>> start Input material

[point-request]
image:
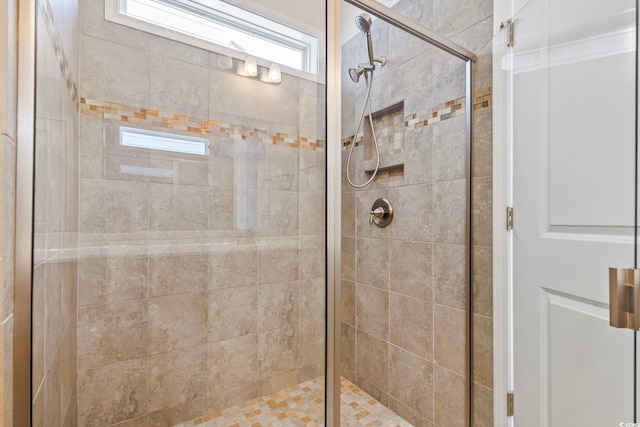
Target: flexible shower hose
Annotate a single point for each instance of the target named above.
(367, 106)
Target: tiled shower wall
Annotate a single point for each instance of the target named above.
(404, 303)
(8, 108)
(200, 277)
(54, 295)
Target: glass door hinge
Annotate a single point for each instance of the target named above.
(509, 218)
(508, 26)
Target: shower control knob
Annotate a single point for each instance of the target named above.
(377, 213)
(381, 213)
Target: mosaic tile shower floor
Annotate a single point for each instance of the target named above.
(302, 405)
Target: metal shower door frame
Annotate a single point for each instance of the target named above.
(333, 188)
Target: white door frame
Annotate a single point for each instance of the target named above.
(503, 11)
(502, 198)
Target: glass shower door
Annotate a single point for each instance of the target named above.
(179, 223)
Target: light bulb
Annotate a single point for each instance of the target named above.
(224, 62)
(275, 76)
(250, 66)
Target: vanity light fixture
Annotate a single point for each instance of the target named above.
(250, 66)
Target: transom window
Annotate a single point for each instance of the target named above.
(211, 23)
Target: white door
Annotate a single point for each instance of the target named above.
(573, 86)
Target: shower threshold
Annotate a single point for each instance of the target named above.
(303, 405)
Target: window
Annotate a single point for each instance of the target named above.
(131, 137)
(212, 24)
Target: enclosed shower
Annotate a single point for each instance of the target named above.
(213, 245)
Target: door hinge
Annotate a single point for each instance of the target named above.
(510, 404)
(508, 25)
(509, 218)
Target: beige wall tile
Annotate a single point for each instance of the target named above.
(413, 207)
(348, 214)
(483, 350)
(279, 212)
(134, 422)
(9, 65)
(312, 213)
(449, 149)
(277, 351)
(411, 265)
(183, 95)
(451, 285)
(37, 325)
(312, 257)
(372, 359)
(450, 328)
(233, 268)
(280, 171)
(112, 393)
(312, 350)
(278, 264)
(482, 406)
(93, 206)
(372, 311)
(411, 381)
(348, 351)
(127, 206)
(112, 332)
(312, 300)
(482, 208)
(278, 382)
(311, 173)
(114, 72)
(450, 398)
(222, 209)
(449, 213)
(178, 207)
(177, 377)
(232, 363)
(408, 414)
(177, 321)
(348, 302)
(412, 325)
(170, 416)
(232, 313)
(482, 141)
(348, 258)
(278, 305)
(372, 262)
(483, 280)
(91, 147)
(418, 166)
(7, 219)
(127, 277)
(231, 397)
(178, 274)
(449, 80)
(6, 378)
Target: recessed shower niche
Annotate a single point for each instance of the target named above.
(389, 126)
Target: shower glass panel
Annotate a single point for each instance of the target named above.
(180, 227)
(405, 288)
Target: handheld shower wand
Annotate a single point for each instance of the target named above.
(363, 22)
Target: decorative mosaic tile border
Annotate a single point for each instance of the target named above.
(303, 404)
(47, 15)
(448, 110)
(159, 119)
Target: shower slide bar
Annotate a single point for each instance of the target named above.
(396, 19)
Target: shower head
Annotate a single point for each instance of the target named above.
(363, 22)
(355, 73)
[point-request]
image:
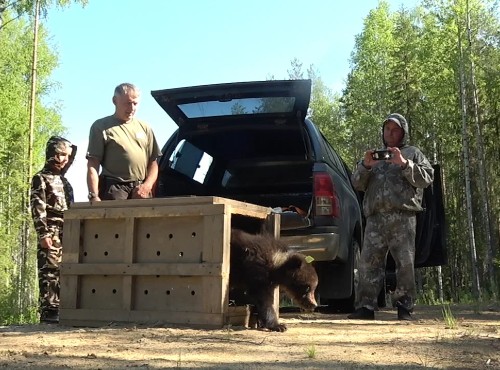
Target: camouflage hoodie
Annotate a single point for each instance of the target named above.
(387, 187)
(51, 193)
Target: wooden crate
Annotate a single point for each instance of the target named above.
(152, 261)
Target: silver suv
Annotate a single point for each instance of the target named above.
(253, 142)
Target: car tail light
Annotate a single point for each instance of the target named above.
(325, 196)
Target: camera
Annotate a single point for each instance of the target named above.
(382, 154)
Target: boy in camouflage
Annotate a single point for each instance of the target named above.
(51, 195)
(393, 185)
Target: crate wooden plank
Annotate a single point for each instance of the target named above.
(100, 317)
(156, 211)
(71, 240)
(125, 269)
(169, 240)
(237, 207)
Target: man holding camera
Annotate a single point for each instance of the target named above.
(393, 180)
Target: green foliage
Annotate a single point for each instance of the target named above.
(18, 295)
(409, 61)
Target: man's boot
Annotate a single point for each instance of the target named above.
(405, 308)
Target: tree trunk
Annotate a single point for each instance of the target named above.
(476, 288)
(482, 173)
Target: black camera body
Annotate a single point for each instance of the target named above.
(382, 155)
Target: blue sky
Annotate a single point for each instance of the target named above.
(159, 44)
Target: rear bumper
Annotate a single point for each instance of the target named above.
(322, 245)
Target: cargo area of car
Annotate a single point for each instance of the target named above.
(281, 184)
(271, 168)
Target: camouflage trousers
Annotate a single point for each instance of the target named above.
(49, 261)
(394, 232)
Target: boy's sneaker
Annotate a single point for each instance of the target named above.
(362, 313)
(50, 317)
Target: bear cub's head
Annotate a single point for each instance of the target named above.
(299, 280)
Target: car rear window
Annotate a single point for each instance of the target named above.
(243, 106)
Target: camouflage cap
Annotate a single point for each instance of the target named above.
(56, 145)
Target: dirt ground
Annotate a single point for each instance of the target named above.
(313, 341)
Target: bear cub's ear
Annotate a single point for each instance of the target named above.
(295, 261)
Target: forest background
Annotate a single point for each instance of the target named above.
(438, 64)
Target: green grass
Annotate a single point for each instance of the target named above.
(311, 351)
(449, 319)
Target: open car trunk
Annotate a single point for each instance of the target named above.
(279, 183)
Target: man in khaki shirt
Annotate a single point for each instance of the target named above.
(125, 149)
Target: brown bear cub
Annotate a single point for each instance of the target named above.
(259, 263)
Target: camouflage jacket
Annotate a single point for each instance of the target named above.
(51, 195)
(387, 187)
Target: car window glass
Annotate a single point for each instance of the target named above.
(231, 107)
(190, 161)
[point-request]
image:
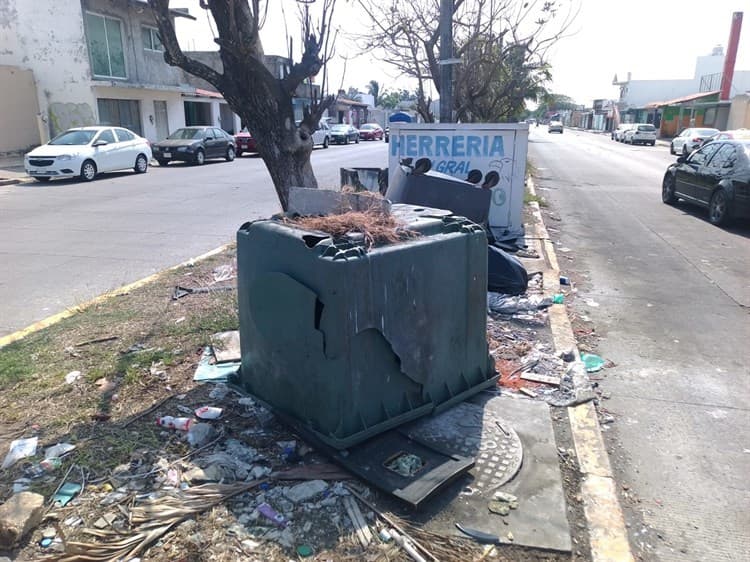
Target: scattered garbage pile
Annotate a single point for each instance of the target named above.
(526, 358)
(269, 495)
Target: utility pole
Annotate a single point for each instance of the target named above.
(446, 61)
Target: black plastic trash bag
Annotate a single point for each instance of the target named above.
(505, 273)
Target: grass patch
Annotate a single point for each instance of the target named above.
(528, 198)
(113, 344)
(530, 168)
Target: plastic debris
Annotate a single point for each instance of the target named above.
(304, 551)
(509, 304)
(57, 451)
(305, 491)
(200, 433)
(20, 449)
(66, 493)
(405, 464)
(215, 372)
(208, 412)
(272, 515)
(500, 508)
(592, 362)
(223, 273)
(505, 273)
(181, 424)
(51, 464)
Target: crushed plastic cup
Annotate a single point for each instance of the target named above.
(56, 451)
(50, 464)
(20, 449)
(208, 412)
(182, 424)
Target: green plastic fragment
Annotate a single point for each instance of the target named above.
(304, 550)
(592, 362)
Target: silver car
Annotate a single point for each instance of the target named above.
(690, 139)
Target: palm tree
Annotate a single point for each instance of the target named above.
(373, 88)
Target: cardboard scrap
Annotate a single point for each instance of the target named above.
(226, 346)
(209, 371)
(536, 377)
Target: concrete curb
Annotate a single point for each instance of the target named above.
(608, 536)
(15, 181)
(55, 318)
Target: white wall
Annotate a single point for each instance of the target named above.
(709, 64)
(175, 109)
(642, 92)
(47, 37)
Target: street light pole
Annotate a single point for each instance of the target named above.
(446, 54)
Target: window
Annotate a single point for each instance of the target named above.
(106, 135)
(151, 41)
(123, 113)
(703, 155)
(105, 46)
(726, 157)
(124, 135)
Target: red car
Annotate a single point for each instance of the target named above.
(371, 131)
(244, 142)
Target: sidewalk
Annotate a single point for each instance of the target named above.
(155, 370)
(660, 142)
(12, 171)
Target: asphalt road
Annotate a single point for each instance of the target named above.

>> end Input material

== Task to carry out ==
Return everything from the line containing "Target: red car" down to the end of the items, copied character for character.

== Reply ==
Target: red car
Annotate a single point for each instance of the target named above.
(371, 131)
(244, 142)
Target: sidewalk
Annotate a single point for each instance of the target named above.
(155, 370)
(660, 142)
(12, 171)
Target: asphalt road
Annotate a single point for each instance of the target named above.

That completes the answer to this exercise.